Copy each of the items below verbatim, reproducing every line without alteration.

Annotation data based on points:
+ + + + + + +
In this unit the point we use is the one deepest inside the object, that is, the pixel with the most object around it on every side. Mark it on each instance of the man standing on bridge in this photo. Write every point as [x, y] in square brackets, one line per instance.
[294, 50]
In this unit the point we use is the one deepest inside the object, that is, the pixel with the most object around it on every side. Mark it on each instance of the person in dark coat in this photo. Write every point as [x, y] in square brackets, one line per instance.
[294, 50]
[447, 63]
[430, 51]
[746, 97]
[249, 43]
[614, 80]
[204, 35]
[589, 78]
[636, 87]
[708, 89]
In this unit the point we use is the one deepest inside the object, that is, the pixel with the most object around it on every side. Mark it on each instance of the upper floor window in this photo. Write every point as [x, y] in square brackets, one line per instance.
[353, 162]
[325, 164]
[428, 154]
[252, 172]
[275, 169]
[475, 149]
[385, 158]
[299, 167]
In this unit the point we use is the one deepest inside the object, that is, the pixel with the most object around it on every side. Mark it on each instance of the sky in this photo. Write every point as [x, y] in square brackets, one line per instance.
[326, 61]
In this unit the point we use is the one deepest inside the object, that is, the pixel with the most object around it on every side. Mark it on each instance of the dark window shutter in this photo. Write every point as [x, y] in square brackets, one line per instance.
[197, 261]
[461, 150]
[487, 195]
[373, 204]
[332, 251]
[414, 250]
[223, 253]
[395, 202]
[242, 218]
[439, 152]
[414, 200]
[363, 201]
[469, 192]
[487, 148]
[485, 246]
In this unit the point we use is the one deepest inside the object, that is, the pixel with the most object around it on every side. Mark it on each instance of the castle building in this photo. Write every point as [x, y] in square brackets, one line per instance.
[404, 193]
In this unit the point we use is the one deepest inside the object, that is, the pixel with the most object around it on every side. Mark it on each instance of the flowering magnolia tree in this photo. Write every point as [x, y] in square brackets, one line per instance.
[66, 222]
+ + + + + + +
_Exercise answer_:
In this unit the point we use is the one deepest inside the object, that is, the pixel with the most object around it on every side. Mark it on each instance of the man standing on bridge in this photo. Write every point as [x, y] in square brackets, one line per instance.
[294, 50]
In this unit the point we use is the one deepest inside the object, that is, the pixel with the most object around it on every side. Mark it on each instance of the person in dark coat in this photo. Write every point as [x, y] in square brackets, one line per instance.
[294, 50]
[447, 63]
[430, 51]
[746, 97]
[249, 43]
[614, 80]
[204, 35]
[589, 78]
[636, 87]
[708, 89]
In this unit the point we use is the one deepest inside the object, that is, the pixel with the most object around it on every side. Mark it on each instance of the upper floor window in this photo. Write every point as [x, y] in square brackets, one line per instance.
[353, 162]
[325, 164]
[428, 154]
[252, 172]
[275, 169]
[475, 149]
[385, 158]
[299, 167]
In this unit the point we use is the one deepest inside the object, that is, the pixel with the most object around it on every side. Mark it on each instance of the sky in this photo. Write every point as [x, y] in square brackets, one line per instance.
[326, 61]
In this unit the point we use is the one deepest inside the object, that is, the pixel with the most object around it on every side. Mark it on each instance of the dark window shutter in this photo. Write every point as [x, y] in square brackets, one line per instance.
[197, 261]
[461, 150]
[487, 195]
[373, 204]
[332, 251]
[414, 250]
[223, 253]
[395, 202]
[242, 218]
[439, 152]
[414, 200]
[363, 201]
[469, 192]
[487, 148]
[485, 246]
In this unit the point we use is the one deepest inside the object, that is, the pixel with the most object around it on every side. Mark it on each instance of the castle building in this photo. Write every point as [x, y] in square brackets, one line per instance.
[404, 193]
In this unit the point we use is the one deepest inside the object, that is, the pixel with the most object around it on every side. Mark it on each instance of the flowering magnolia tree in this photo. Write every point as [x, y] in square brackets, one line per instance.
[66, 222]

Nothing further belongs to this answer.